### Task goal:
Look through the data below and return each line where "patio" appears.

Image-grounded pointing data
++++++

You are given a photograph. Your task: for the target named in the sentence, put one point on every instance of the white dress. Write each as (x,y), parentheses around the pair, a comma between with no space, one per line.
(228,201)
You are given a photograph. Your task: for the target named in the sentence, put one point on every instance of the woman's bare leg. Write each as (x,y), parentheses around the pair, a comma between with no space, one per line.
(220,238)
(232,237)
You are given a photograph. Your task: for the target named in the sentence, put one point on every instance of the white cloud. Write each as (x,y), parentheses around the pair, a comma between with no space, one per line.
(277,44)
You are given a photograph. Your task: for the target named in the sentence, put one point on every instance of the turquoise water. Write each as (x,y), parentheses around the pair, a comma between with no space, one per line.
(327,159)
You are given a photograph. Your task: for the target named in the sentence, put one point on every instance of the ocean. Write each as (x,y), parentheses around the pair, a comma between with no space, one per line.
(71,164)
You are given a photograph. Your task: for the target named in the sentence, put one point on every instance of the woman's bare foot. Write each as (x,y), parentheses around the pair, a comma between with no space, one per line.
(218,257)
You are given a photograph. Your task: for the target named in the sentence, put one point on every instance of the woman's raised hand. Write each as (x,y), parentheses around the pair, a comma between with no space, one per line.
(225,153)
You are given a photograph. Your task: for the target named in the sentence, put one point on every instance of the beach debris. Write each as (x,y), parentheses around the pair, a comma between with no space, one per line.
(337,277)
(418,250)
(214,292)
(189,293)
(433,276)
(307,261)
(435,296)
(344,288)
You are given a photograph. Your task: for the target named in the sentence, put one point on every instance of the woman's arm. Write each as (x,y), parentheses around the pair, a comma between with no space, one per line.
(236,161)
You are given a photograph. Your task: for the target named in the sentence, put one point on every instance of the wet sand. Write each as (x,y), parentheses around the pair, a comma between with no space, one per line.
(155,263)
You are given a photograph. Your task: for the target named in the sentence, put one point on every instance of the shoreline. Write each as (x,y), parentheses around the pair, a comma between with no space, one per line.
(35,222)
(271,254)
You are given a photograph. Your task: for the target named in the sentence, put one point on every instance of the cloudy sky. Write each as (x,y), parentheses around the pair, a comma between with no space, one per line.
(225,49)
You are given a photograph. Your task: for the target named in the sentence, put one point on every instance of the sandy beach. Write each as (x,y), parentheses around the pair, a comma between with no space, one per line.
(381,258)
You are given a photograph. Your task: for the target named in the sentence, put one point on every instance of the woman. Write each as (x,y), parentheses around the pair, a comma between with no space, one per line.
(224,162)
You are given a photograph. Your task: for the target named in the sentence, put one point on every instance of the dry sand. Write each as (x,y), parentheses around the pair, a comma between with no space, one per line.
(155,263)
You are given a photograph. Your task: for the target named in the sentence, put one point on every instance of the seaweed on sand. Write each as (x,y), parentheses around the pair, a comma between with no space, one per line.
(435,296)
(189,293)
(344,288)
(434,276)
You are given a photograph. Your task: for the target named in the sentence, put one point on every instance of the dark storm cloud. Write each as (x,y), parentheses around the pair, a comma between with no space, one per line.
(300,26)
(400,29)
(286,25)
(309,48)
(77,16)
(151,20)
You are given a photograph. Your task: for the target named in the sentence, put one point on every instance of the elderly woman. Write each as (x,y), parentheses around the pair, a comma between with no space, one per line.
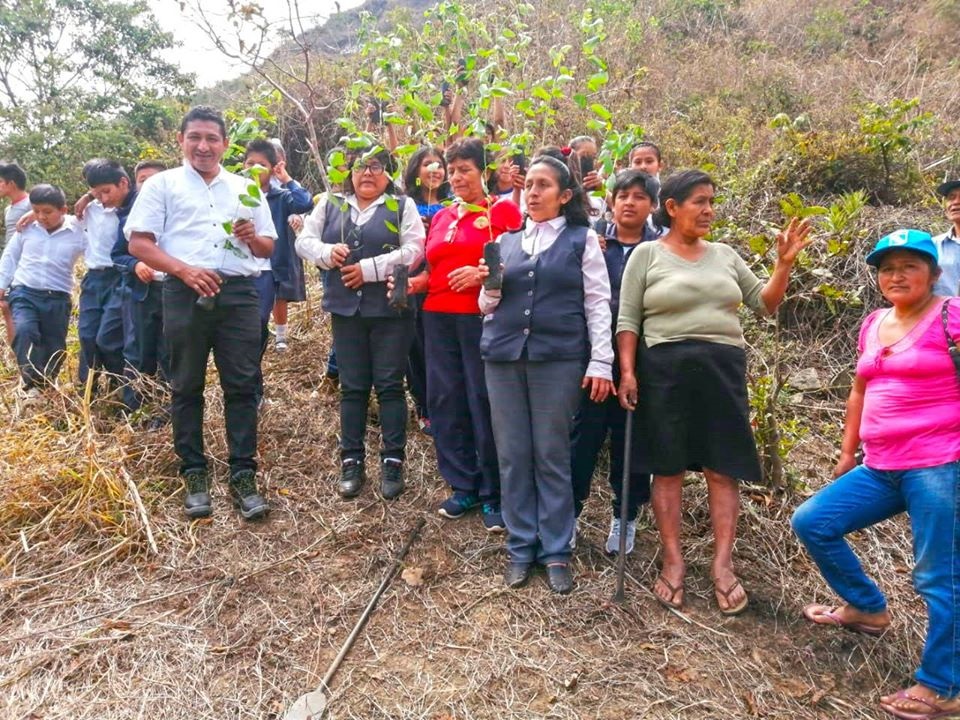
(359,238)
(904,407)
(680,294)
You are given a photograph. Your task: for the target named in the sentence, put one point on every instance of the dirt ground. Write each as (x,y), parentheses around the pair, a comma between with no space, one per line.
(235,620)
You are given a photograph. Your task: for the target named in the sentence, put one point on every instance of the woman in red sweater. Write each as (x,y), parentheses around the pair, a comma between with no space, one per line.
(456,391)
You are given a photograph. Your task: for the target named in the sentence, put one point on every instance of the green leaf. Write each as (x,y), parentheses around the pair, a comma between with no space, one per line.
(597,81)
(540,93)
(601,111)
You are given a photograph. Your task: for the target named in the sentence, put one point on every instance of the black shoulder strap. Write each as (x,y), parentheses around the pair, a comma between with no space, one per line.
(951,344)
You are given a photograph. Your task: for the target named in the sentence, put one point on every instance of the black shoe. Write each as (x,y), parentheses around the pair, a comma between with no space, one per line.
(243,488)
(352,477)
(517,574)
(559,578)
(196,499)
(391,478)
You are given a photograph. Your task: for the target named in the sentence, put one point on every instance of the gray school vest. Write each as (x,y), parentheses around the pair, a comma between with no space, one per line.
(541,306)
(365,241)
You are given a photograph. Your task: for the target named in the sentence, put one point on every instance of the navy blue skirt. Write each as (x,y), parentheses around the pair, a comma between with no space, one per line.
(693,400)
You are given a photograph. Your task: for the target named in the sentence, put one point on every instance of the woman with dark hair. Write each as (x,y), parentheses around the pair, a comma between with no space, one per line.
(904,406)
(425,180)
(546,335)
(359,238)
(633,196)
(456,391)
(681,295)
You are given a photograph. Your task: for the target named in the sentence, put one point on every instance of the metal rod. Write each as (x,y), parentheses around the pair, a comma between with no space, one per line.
(618,595)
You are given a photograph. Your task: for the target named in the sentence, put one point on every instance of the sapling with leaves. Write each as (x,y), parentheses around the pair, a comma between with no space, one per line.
(247,200)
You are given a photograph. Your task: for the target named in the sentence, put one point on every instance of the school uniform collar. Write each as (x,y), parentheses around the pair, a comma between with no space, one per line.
(190,170)
(556,224)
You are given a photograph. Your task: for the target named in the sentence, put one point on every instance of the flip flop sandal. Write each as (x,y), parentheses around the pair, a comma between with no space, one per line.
(731,611)
(672,604)
(936,711)
(831,617)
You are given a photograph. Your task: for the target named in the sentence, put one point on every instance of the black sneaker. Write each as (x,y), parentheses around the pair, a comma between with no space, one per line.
(243,488)
(391,478)
(352,477)
(196,499)
(492,517)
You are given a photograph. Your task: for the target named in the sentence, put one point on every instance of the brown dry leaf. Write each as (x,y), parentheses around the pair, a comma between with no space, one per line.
(676,674)
(793,688)
(412,576)
(117,625)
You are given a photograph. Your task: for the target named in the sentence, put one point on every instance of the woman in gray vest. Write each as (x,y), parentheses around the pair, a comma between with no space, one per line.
(546,335)
(359,238)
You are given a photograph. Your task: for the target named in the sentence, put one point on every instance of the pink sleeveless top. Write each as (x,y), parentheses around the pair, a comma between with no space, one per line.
(911,408)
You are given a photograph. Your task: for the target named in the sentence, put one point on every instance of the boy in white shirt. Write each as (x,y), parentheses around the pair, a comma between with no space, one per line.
(36,277)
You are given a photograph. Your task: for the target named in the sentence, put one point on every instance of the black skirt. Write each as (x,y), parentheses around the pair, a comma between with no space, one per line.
(693,402)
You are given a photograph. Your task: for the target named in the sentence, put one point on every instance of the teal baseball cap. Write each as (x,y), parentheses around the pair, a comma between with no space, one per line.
(916,240)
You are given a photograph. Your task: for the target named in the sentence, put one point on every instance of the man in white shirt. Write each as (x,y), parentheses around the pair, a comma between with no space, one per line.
(100,321)
(189,223)
(948,243)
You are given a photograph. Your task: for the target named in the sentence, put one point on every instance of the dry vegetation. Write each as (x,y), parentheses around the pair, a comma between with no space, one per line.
(114,607)
(234,620)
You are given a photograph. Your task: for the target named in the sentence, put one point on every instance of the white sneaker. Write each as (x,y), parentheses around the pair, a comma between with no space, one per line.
(613,539)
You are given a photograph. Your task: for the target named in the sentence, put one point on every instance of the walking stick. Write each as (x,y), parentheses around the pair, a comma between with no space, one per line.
(618,596)
(312,705)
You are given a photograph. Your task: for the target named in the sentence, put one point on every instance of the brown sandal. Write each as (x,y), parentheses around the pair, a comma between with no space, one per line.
(730,611)
(672,603)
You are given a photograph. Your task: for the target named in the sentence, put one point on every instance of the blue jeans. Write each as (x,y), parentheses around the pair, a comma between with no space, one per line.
(864,497)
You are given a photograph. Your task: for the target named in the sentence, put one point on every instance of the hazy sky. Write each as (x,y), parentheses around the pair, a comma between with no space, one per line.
(199,55)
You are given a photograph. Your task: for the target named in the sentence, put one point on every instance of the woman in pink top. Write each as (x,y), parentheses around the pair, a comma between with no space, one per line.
(905,408)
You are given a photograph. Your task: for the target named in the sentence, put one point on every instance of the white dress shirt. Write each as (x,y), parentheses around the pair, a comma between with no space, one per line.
(100,226)
(311,247)
(948,248)
(186,215)
(537,238)
(42,260)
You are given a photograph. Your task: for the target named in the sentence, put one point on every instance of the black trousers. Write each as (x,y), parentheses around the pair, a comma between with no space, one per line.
(592,424)
(372,352)
(144,349)
(232,331)
(417,361)
(40,319)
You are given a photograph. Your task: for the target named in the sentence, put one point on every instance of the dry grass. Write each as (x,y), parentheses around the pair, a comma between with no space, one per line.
(235,620)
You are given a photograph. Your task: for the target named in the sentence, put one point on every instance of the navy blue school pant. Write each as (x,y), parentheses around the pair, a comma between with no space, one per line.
(40,319)
(458,404)
(100,325)
(267,292)
(144,349)
(591,426)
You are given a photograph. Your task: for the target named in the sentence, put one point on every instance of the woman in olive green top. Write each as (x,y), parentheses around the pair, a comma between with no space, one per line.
(682,294)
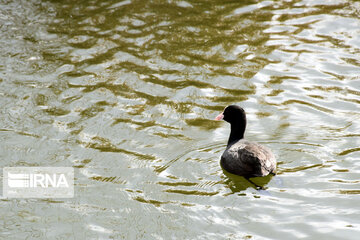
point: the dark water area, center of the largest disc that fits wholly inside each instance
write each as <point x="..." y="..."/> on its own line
<point x="126" y="93"/>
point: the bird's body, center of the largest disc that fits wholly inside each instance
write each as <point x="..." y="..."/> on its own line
<point x="242" y="157"/>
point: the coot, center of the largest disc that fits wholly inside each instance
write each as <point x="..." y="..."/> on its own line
<point x="242" y="157"/>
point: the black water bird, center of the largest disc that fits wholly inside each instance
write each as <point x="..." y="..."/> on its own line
<point x="242" y="157"/>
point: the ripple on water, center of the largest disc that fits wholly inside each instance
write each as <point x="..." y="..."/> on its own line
<point x="125" y="92"/>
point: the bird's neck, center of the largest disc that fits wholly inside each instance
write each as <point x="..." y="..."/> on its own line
<point x="237" y="133"/>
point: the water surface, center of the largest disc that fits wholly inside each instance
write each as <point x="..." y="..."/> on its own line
<point x="125" y="92"/>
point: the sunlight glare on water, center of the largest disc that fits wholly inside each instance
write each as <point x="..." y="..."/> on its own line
<point x="126" y="93"/>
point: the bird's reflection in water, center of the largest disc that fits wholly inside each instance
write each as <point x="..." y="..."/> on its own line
<point x="238" y="183"/>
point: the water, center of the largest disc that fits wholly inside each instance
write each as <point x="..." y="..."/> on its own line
<point x="125" y="92"/>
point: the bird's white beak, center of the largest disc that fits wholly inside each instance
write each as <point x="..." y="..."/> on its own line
<point x="220" y="117"/>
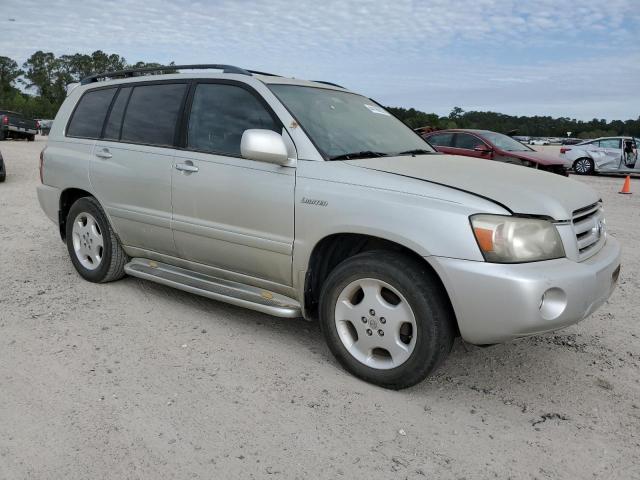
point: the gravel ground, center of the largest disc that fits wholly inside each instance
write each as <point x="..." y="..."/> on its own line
<point x="135" y="380"/>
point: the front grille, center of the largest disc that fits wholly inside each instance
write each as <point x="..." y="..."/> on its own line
<point x="589" y="227"/>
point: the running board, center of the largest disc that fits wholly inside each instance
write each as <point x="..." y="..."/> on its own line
<point x="215" y="288"/>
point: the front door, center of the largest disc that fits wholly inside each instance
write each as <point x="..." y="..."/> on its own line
<point x="230" y="213"/>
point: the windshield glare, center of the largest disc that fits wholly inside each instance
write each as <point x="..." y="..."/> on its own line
<point x="504" y="142"/>
<point x="342" y="123"/>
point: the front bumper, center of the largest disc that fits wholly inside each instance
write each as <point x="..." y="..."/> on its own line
<point x="495" y="303"/>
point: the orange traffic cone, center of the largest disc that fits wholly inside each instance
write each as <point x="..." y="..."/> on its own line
<point x="626" y="188"/>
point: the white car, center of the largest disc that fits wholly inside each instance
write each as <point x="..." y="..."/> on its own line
<point x="606" y="155"/>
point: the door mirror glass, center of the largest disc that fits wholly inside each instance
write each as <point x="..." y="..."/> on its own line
<point x="264" y="146"/>
<point x="482" y="148"/>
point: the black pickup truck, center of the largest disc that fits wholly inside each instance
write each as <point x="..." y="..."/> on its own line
<point x="15" y="125"/>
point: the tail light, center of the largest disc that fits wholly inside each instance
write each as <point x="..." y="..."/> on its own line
<point x="41" y="166"/>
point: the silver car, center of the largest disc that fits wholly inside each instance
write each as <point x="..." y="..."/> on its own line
<point x="605" y="155"/>
<point x="303" y="199"/>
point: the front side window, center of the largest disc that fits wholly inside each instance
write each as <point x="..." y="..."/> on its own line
<point x="152" y="114"/>
<point x="610" y="143"/>
<point x="505" y="142"/>
<point x="345" y="125"/>
<point x="220" y="113"/>
<point x="441" y="139"/>
<point x="88" y="117"/>
<point x="468" y="142"/>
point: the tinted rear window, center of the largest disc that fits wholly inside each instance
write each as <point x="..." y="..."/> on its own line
<point x="88" y="116"/>
<point x="152" y="114"/>
<point x="112" y="128"/>
<point x="441" y="139"/>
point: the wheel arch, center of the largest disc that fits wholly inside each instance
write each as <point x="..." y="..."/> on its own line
<point x="331" y="250"/>
<point x="67" y="198"/>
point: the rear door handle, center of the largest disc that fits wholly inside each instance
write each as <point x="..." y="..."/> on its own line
<point x="186" y="167"/>
<point x="104" y="153"/>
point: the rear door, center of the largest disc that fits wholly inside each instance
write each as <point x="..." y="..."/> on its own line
<point x="612" y="150"/>
<point x="131" y="165"/>
<point x="230" y="213"/>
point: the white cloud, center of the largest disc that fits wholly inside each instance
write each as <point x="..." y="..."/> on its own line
<point x="503" y="55"/>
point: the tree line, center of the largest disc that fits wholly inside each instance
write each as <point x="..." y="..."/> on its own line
<point x="47" y="75"/>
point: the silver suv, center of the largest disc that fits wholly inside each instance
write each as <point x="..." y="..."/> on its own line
<point x="299" y="198"/>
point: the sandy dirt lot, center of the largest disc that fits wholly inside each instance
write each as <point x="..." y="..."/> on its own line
<point x="135" y="380"/>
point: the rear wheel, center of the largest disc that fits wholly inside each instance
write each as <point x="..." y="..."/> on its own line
<point x="94" y="249"/>
<point x="583" y="166"/>
<point x="386" y="319"/>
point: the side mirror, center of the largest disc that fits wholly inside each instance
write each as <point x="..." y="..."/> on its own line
<point x="483" y="149"/>
<point x="264" y="146"/>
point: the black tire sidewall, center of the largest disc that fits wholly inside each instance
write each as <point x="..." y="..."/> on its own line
<point x="91" y="206"/>
<point x="434" y="335"/>
<point x="591" y="166"/>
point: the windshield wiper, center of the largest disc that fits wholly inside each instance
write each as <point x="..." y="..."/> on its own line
<point x="354" y="155"/>
<point x="417" y="151"/>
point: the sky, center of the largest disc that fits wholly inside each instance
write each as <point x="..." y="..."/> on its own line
<point x="564" y="58"/>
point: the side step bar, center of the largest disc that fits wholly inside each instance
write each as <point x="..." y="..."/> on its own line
<point x="214" y="288"/>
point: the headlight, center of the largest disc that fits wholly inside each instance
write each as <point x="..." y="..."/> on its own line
<point x="504" y="239"/>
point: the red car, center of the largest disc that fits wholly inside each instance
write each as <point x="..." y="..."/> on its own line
<point x="493" y="146"/>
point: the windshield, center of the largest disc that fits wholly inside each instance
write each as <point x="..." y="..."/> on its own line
<point x="345" y="125"/>
<point x="505" y="142"/>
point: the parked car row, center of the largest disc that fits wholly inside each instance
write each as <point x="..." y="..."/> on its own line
<point x="489" y="145"/>
<point x="605" y="155"/>
<point x="15" y="125"/>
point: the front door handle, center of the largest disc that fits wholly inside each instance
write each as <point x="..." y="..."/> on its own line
<point x="187" y="167"/>
<point x="104" y="153"/>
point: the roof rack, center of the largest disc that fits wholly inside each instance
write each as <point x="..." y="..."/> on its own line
<point x="131" y="72"/>
<point x="328" y="83"/>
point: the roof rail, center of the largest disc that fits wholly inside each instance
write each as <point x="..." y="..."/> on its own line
<point x="328" y="83"/>
<point x="131" y="72"/>
<point x="256" y="72"/>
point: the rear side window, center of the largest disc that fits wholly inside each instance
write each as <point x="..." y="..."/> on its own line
<point x="610" y="143"/>
<point x="88" y="117"/>
<point x="114" y="122"/>
<point x="220" y="114"/>
<point x="441" y="139"/>
<point x="152" y="114"/>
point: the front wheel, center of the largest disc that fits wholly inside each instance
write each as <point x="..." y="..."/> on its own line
<point x="386" y="318"/>
<point x="94" y="249"/>
<point x="583" y="166"/>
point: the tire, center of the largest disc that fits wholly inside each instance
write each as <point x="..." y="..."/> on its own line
<point x="353" y="327"/>
<point x="583" y="166"/>
<point x="87" y="226"/>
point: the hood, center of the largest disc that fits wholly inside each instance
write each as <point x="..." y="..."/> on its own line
<point x="538" y="157"/>
<point x="520" y="189"/>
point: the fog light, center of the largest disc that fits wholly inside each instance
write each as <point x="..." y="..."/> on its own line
<point x="553" y="303"/>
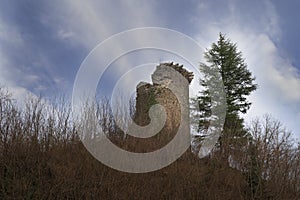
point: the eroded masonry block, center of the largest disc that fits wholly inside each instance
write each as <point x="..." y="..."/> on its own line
<point x="170" y="86"/>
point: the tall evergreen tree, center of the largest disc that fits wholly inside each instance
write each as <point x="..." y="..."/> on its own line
<point x="238" y="81"/>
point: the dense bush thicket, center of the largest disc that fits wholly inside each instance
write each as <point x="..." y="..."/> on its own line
<point x="41" y="157"/>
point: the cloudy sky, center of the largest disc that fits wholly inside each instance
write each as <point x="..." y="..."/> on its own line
<point x="43" y="43"/>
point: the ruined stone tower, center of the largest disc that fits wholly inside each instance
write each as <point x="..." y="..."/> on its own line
<point x="150" y="94"/>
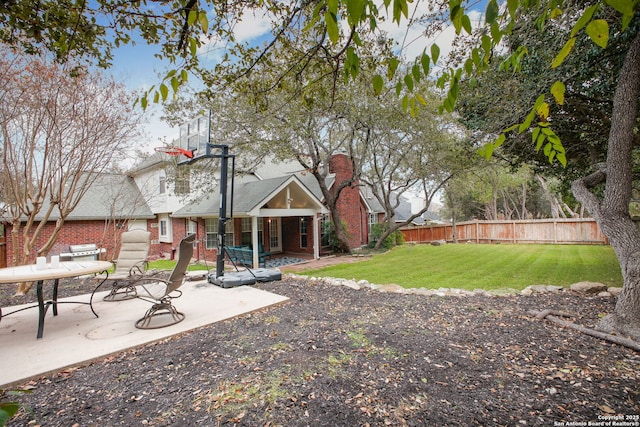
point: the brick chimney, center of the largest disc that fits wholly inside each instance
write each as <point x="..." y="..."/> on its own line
<point x="348" y="203"/>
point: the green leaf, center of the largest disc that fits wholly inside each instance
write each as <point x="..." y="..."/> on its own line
<point x="496" y="33"/>
<point x="164" y="91"/>
<point x="466" y="24"/>
<point x="540" y="141"/>
<point x="400" y="7"/>
<point x="456" y="18"/>
<point x="392" y="67"/>
<point x="486" y="151"/>
<point x="625" y="7"/>
<point x="584" y="19"/>
<point x="408" y="81"/>
<point x="424" y="59"/>
<point x="7" y="411"/>
<point x="332" y="26"/>
<point x="534" y="134"/>
<point x="355" y="10"/>
<point x="527" y="121"/>
<point x="557" y="90"/>
<point x="204" y="21"/>
<point x="491" y="14"/>
<point x="435" y="53"/>
<point x="564" y="52"/>
<point x="192" y="17"/>
<point x="378" y="84"/>
<point x="415" y="70"/>
<point x="556" y="12"/>
<point x="598" y="30"/>
<point x="512" y="6"/>
<point x="468" y="66"/>
<point x="543" y="111"/>
<point x="562" y="159"/>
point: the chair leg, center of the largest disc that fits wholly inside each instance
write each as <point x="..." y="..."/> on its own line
<point x="121" y="292"/>
<point x="161" y="310"/>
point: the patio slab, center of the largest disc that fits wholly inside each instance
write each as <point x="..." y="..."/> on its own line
<point x="76" y="336"/>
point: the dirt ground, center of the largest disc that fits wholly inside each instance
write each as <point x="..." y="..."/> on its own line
<point x="335" y="356"/>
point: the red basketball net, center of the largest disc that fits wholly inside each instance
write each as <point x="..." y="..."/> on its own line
<point x="175" y="151"/>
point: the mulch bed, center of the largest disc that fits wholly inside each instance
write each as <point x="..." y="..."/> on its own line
<point x="335" y="356"/>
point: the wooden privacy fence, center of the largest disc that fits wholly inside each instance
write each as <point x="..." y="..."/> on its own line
<point x="575" y="231"/>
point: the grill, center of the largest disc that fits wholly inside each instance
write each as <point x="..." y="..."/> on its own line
<point x="84" y="252"/>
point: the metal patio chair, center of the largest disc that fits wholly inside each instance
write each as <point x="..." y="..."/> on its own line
<point x="160" y="291"/>
<point x="131" y="265"/>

++++++

### Answer box:
point: the patio slab, center of the largest disc that fits wholly inside each instance
point: the metal patio chair, center of the largest disc that fits wholly inside each instance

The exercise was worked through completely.